> _WRITTEN PROBLEM_: In the flush code below, how long does the loop wait before it tries again to lock both resources?

First of all, here's my "flush" code, which works very well in itself:

BOOLEAN FlushFileObject(_In_ PFILE_OBJECT FileObject)
// flush the read and image caches of a specific FileObject
{
  PAGED_CODE();

  BOOLEAN result = TRUE;

  // we only have to do anything if there's an FsContext and a FsContexte->Resource
  if ((FileObject) && (FileObject->FsContext) && (((PFSRTL_COMMON_FCB_HEADER) (FileObject->FsContext))->Resource))
  {
    result = FALSE;
    PERESOURCE fcbResource         = ((PFSRTL_COMMON_FCB_HEADER) (FileObject->FsContext))->Resource;
    PERESOURCE fcbPagingIoResource = ((PFSRTL_COMMON_FCB_HEADER) (FileObject->FsContext))->PagingIoResource;
    for (int i1 = 0; (i1 < 20) && (!result); i1++)
    {
      if (i1)
      {
        // this is the 2nd (or 3rd or ...) iteration of the loop
        // we couldn't manage to lock both resources, so let's wait 50ms, then try again
        LARGE_INTEGER interval = {0};
        interval.QuadPart = -50 * 10000LL;  // 50 ms
        KeDelayExecutionThread(KernelMode, FALSE, &interval);
      }
      KeEnterCriticalRegion();
      if (ExAcquireResourceExclusiveLite(fcbResource, TRUE))
      {
        if ((!fcbPagingIoResource) || (ExAcquireResourceExclusiveLite(fcbPagingIoResource, FALSE)))
        {
          // we managed to lock both resources, so we can flush now
          result = TRUE;
          if (FileObject->SectionObjectPointer)
          {
            // there's actually something we can flush
            DbgPrintEx(DPFLTR_IHVDRIVER_ID, DPFLTR_ERROR_LEVEL, "before flush ImageSectionObject: %p, DataSectionObject: %p", FileObject->SectionObjectPointer->ImageSectionObject, FileObject->SectionObjectPointer->DataSectionObject);
            if (FileObject->SectionObjectPointer->ImageSectionObject)

> _ENTRIES SUPPLIED_:
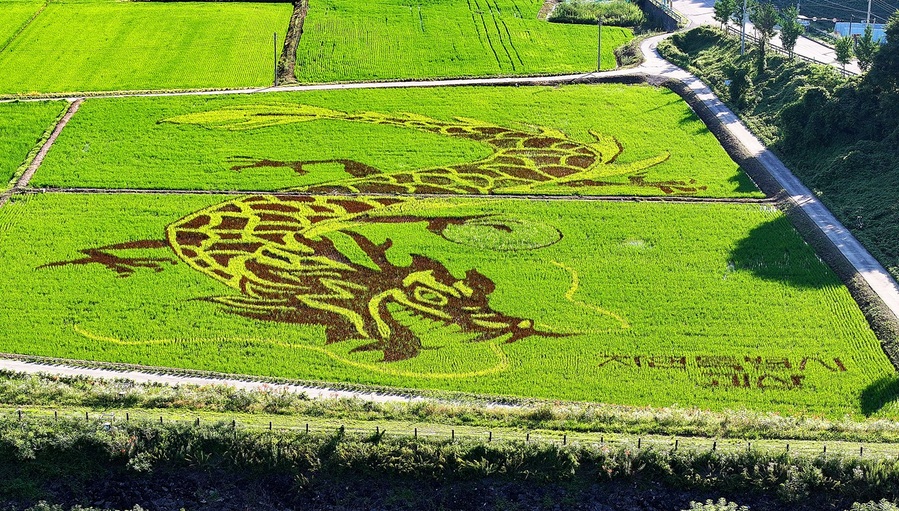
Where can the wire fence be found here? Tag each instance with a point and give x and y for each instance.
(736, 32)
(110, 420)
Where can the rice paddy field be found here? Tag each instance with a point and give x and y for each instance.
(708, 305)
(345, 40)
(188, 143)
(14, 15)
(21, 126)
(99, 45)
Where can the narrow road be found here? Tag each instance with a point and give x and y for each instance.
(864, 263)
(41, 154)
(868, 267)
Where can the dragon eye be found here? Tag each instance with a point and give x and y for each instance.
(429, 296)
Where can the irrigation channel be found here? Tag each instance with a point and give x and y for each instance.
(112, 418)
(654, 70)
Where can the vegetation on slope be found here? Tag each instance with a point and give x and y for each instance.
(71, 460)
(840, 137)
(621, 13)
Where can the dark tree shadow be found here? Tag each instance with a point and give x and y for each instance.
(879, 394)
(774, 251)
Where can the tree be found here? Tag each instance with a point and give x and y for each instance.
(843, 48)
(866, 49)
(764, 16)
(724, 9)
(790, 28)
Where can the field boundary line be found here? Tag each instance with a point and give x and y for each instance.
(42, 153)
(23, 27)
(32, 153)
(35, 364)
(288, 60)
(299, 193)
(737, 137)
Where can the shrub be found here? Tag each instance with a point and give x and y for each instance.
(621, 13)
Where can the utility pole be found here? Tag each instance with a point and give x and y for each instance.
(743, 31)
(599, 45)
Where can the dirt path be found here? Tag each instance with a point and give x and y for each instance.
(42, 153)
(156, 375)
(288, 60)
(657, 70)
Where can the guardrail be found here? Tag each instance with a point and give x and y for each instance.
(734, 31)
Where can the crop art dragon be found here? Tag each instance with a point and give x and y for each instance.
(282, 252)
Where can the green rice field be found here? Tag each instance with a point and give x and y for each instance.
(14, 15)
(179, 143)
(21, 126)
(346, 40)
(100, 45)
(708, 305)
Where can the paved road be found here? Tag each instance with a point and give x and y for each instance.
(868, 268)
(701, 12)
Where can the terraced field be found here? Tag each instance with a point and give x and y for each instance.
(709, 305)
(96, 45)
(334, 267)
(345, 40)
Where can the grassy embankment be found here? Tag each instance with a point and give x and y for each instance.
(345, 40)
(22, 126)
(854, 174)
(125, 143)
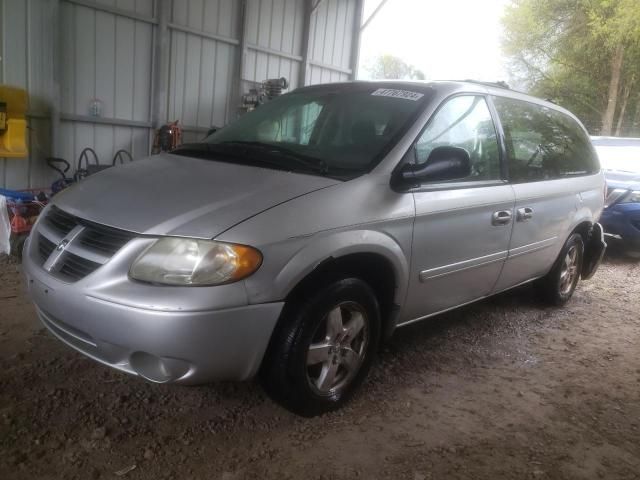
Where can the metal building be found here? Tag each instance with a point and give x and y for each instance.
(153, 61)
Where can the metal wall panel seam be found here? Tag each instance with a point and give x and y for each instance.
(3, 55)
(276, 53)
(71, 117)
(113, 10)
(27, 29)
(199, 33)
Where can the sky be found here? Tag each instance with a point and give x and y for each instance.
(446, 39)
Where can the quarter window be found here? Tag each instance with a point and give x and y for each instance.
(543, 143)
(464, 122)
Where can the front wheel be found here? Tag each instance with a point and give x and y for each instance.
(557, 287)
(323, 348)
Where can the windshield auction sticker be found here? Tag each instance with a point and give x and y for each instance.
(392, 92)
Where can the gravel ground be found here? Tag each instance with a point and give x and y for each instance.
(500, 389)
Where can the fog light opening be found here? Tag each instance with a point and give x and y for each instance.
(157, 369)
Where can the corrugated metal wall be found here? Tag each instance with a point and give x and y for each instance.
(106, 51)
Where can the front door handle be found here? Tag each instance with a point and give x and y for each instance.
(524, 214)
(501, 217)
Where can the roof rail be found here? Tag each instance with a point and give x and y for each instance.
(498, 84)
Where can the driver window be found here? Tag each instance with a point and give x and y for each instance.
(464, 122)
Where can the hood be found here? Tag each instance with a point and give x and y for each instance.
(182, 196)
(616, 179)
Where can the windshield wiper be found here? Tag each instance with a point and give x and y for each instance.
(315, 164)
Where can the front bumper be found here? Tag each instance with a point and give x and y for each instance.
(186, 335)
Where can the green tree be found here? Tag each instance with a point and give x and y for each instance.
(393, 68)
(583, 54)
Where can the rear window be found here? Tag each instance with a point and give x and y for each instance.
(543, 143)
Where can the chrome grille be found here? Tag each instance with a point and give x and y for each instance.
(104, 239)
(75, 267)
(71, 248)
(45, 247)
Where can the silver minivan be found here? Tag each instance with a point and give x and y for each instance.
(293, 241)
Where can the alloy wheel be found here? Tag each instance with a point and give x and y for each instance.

> _TASK OUTPUT_: 50 milliseconds.